### Prompt
Below is a block of records; please copy all of them exactly.

### Supplied data
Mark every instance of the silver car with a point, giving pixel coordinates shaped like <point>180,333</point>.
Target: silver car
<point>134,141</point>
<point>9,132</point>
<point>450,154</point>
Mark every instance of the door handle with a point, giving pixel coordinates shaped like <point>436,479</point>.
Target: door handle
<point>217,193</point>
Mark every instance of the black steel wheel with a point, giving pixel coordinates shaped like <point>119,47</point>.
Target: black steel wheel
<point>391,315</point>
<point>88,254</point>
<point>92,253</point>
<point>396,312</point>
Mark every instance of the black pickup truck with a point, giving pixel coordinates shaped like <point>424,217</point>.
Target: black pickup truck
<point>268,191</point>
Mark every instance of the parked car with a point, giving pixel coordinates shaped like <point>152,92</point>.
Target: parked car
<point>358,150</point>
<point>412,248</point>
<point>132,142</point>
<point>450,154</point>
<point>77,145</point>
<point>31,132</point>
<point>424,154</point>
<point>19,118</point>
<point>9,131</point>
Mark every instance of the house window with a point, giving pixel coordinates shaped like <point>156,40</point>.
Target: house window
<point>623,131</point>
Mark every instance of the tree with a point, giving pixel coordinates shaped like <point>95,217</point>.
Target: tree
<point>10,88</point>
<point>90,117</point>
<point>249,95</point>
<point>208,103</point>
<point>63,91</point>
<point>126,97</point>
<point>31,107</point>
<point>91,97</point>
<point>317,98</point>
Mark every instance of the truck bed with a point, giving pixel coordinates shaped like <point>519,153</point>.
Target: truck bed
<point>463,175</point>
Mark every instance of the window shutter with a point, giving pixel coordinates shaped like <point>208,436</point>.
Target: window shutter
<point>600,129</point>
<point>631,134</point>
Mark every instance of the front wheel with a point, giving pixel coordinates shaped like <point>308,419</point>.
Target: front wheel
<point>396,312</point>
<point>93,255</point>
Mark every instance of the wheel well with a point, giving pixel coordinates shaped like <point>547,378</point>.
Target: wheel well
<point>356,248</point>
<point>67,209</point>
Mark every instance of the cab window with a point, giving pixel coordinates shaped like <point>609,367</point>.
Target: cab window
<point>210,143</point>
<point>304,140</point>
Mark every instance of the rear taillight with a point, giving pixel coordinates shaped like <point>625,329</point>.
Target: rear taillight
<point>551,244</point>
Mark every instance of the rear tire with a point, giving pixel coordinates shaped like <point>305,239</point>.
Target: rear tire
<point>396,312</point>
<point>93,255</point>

### Exercise response
Mark every instance of the silver car with a point, giving pixel coordinates shaped like <point>180,333</point>.
Target: silver car
<point>134,141</point>
<point>9,132</point>
<point>450,154</point>
Mark every instance of the door handle with a point, giving pixel coordinates shaped like <point>436,479</point>.
Target: door handle
<point>217,193</point>
Mark every instance of the black steel wheel with a point, giving pixel coordinates shaped like <point>119,47</point>.
Target: black steel wheel
<point>391,315</point>
<point>88,254</point>
<point>92,253</point>
<point>396,312</point>
Mark every instance of the black pickup truck with a point, giving pixel coordinates shaped like <point>424,217</point>.
Target: black pickup truck
<point>268,191</point>
Mark every instance of the parked car with a point, giving pixel coordinates shaped like <point>152,92</point>.
Target: parked car
<point>358,150</point>
<point>412,248</point>
<point>132,142</point>
<point>450,154</point>
<point>77,145</point>
<point>31,132</point>
<point>424,154</point>
<point>19,118</point>
<point>9,131</point>
Mark every instance of the house window with a point, giving pixel coordinates shaped like <point>156,40</point>.
Target: house window
<point>623,131</point>
Mark every instance of the tree with a point, giving pixel coordinates shaped like <point>95,217</point>.
Target: tree
<point>10,88</point>
<point>90,117</point>
<point>249,95</point>
<point>208,103</point>
<point>63,91</point>
<point>126,97</point>
<point>31,107</point>
<point>91,97</point>
<point>317,98</point>
Mark every instance of the truck bed with a point, giving pixel coordinates shaped like <point>519,153</point>.
Target: truck bed
<point>463,175</point>
Mark every instance of the window shutter with a point, giving pixel coordinates shaped like <point>208,436</point>.
Target: window shutter
<point>600,129</point>
<point>631,134</point>
Mark every instance of the front wheel with a point, giving pixel coordinates shaped like <point>308,419</point>.
Target: front wheel
<point>396,312</point>
<point>93,255</point>
Mark every instance of the wheel well with a point, giving pixel coordinates shaped like <point>547,378</point>.
Target: wheel well
<point>356,248</point>
<point>67,209</point>
Mark every instance of the cab window with a point, giving pixel coordinates shaped like <point>609,367</point>.
Target: cab window
<point>210,143</point>
<point>304,140</point>
Mark every instance of the rear taillight with a point, giving pixel coordinates shaped like <point>625,329</point>.
Target: rear taillight
<point>551,244</point>
Mark every instance of the rear tire with a point, giving pixel coordinates shaped like <point>305,239</point>.
Target: rear tire
<point>396,312</point>
<point>93,255</point>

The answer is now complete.